_YOUR OBJECTIVE_. Turn the rows below, from the line containing "locate: snow patch" through the end of the rows, into a numbered list with blank lines left out.
Start DATA FOR THIS TASK
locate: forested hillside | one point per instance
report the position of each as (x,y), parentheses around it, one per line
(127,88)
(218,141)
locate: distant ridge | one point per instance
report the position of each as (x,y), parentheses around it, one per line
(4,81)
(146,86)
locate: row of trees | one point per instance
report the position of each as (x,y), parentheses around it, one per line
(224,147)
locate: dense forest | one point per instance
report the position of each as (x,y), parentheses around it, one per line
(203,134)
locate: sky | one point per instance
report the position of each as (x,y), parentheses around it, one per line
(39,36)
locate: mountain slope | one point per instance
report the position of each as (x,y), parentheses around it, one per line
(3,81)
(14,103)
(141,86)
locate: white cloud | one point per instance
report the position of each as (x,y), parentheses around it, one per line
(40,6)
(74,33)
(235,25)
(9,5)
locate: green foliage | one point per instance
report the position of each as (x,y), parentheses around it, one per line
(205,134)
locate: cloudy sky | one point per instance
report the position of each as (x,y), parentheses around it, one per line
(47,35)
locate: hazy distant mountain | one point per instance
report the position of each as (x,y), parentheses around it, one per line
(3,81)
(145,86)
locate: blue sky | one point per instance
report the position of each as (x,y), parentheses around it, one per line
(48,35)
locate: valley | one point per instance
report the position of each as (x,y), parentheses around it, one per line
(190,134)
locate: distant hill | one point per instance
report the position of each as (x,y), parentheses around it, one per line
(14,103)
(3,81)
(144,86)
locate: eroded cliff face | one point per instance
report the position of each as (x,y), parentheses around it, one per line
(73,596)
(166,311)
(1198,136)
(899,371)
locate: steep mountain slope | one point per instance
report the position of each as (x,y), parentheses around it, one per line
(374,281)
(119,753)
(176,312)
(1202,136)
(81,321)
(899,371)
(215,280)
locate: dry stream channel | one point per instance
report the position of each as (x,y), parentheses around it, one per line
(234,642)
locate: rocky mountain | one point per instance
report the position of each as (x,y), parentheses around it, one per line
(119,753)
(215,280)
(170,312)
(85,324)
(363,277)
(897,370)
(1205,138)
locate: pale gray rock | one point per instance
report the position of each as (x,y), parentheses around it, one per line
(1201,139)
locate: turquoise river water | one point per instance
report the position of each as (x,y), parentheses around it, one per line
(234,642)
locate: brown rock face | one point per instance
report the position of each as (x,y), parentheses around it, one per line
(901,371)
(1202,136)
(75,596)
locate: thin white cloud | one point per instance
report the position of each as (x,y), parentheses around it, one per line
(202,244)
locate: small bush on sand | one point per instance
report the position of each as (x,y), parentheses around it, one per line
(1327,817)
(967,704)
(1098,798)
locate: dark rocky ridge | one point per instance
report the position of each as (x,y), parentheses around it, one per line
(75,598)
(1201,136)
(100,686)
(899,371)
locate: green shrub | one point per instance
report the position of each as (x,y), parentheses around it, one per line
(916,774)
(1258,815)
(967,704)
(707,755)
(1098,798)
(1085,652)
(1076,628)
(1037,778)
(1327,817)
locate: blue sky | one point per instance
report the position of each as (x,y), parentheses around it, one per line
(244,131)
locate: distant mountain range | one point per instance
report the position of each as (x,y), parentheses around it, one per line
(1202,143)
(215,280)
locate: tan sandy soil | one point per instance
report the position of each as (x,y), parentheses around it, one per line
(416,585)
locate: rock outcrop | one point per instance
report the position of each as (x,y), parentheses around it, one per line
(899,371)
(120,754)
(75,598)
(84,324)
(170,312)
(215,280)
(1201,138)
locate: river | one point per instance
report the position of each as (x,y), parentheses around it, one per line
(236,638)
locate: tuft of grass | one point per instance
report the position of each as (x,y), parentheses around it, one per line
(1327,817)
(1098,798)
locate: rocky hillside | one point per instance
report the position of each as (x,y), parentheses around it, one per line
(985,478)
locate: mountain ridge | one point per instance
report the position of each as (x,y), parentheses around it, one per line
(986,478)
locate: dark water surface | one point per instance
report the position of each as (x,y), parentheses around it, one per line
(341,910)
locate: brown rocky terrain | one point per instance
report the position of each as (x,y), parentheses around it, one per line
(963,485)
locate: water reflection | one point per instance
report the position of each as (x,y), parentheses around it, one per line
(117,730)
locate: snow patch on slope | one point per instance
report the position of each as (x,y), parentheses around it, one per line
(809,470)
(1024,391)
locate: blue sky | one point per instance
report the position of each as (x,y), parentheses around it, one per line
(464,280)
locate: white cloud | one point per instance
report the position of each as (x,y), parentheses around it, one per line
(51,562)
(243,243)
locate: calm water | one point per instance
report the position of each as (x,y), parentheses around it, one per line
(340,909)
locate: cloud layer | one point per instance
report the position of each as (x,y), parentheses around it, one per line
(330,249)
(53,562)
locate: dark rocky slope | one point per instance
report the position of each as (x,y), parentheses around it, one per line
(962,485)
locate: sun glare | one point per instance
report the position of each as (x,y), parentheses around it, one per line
End DATA FOR THIS TASK
_EXERCISE SOLUTION_.
1. locate: snow patch on slope | one point per instance
2. report the position of each as (x,y), parentheses around it, one per line
3. (809,470)
4. (1024,391)
5. locate: blue sky | one point per instance
6. report the position of each as (x,y), parentheses around it, one per line
7. (464,280)
8. locate: white cloud | one point per instance
9. report the position of each as (x,y), parentheses around it, one per line
10. (51,562)
11. (243,243)
12. locate: calm water | one point per instance
13. report the position of each as (x,y), parentheses around it, one per line
14. (340,909)
15. locate: cloud layer | one point per instance
16. report the position of each as (x,y), parentheses around it, one per line
17. (330,249)
18. (53,562)
19. locate: dark rocky slope | one point per instance
20. report the position of each as (x,y), parentheses around it, one per line
21. (962,485)
22. locate: sun glare | one point per instance
23. report the position of each as (x,y), parentheses around it, one per line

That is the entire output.